- [PROBLEM DETAILS]: Give everything from the item that starts "Point to one spot on every instance of the wet" down to the end of the items as a two-column CSV with the headers "text" and "answer", one row per item, each value in a single quoted field with line breaks turned into spaces. Leave the pictures out.

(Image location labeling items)
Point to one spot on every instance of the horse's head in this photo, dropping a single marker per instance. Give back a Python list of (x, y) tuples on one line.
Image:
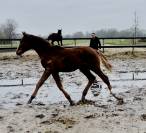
[(60, 31), (24, 44)]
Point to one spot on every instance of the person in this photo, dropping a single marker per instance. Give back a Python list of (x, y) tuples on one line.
[(95, 42)]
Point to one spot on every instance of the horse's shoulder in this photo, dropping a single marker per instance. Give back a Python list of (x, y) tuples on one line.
[(56, 47)]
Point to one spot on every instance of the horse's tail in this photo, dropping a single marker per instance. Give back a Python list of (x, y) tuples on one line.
[(104, 60)]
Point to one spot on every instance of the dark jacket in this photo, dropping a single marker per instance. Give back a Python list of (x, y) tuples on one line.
[(95, 43)]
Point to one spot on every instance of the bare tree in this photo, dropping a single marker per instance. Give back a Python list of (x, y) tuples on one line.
[(9, 28)]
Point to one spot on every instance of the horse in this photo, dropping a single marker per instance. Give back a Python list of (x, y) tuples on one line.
[(57, 59), (56, 37)]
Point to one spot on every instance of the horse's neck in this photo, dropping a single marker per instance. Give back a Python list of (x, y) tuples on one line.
[(59, 32), (41, 47)]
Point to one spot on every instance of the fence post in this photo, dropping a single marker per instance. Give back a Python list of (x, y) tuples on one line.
[(75, 41), (103, 45)]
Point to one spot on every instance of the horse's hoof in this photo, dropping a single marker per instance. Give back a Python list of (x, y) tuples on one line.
[(29, 102), (72, 103), (120, 101)]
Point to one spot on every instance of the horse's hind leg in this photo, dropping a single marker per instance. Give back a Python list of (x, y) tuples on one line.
[(91, 79), (106, 81), (59, 84), (45, 75)]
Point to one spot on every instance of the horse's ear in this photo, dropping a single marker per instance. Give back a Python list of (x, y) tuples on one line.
[(24, 33)]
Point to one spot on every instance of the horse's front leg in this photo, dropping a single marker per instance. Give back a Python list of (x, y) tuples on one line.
[(59, 84), (91, 79), (44, 77)]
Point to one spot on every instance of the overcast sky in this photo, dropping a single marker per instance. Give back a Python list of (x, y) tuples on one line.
[(46, 16)]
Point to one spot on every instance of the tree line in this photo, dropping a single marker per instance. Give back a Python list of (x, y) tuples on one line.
[(109, 33), (8, 31)]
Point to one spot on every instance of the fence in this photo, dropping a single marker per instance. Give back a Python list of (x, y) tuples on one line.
[(110, 42)]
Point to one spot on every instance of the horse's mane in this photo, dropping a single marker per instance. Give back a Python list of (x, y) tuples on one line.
[(42, 43)]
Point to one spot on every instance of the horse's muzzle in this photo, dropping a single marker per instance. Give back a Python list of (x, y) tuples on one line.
[(18, 52)]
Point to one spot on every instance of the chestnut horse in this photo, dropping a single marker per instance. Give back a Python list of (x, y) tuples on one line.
[(56, 37), (57, 59)]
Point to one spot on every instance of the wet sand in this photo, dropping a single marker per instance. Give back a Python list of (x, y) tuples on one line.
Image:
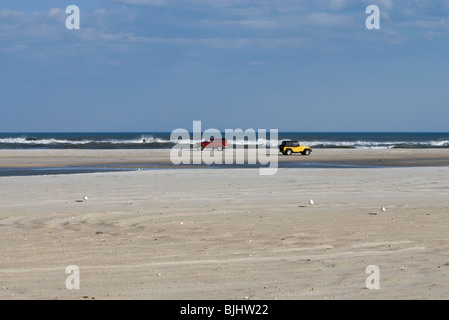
[(226, 234), (130, 158)]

- [WRITTEN SOLUTION]:
text,answer
"Point to one spot on every instance of the wet sand in this photo, dropping a single marker per instance. Give back a Python list of (x, y) tuples on one line. Image:","[(226, 234), (130, 158)]"